# [Stated task]
List every line of the rows below that contains the string "cliff", copying each such line in full. Matches must have the same letter case.

Begin Source data

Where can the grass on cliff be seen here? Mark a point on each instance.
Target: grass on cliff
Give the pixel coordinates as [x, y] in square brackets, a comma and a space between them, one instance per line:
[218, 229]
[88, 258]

End Source data
Begin Source data

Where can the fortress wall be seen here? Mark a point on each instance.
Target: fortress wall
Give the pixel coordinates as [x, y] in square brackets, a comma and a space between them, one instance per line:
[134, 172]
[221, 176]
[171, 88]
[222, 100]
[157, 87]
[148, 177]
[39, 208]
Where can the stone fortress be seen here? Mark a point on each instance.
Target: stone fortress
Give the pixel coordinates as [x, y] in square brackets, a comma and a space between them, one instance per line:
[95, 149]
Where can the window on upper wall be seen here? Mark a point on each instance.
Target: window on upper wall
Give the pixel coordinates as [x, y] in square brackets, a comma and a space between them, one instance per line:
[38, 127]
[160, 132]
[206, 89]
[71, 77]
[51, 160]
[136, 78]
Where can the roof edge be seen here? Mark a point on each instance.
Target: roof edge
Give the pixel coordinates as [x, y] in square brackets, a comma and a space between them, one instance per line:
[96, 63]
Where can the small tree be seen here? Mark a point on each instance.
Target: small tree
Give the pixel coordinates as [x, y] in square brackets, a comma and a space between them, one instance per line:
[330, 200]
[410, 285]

End Source data

# [Correct output]
Where can the grass on cliff be seen here? Mark a point on each instance.
Target: grass on cliff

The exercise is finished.